EXERCISE PROMPT:
Please pick out each line of the listing below that contains the string "points" and copy those lines in full.

--- begin SOURCE DATA ---

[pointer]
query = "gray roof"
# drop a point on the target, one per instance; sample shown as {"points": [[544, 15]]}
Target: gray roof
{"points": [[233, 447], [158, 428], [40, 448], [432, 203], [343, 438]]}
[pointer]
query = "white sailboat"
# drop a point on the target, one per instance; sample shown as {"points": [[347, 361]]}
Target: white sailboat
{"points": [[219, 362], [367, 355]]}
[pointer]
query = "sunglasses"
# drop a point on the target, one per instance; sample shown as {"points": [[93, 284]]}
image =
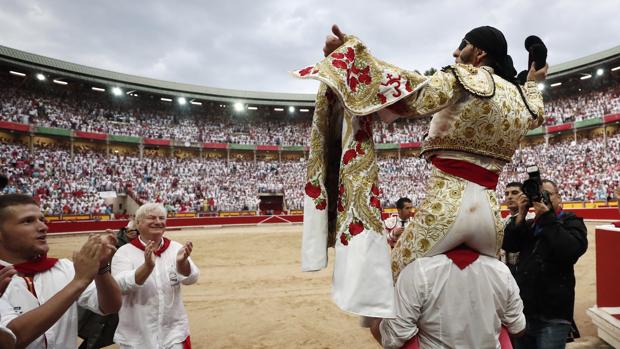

--- end SOURCE DATA ---

EXERCISE OUTPUT:
# drop a point on the target, one per instance; sample shown as {"points": [[544, 15]]}
{"points": [[233, 447], [158, 428], [40, 448], [432, 203], [343, 438]]}
# drop a point on the target, one per instance; sample shown as {"points": [[347, 361]]}
{"points": [[219, 362], [367, 355]]}
# drop a point on the target, one per instance; sample shown as {"points": [[93, 284]]}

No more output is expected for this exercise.